• _Data for this task_
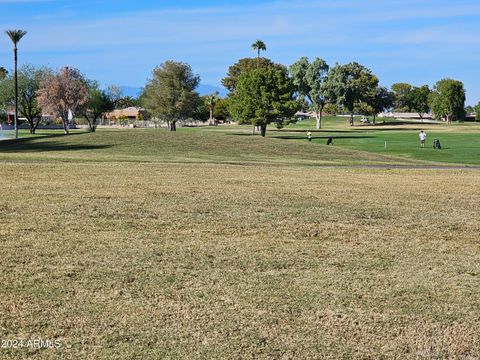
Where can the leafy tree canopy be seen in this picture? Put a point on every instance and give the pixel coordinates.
(309, 80)
(402, 97)
(447, 100)
(62, 92)
(350, 85)
(263, 96)
(170, 94)
(245, 65)
(419, 100)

• _Required work_
In transcribing the listing, keep each word as it is and drop the pictures.

• _Solution for this problem_
Where can the leafy tree canopy be seen in this picture? Put a point on every instance and give the pixel coordinates.
(309, 80)
(402, 97)
(447, 100)
(62, 92)
(350, 85)
(263, 96)
(170, 94)
(245, 65)
(419, 100)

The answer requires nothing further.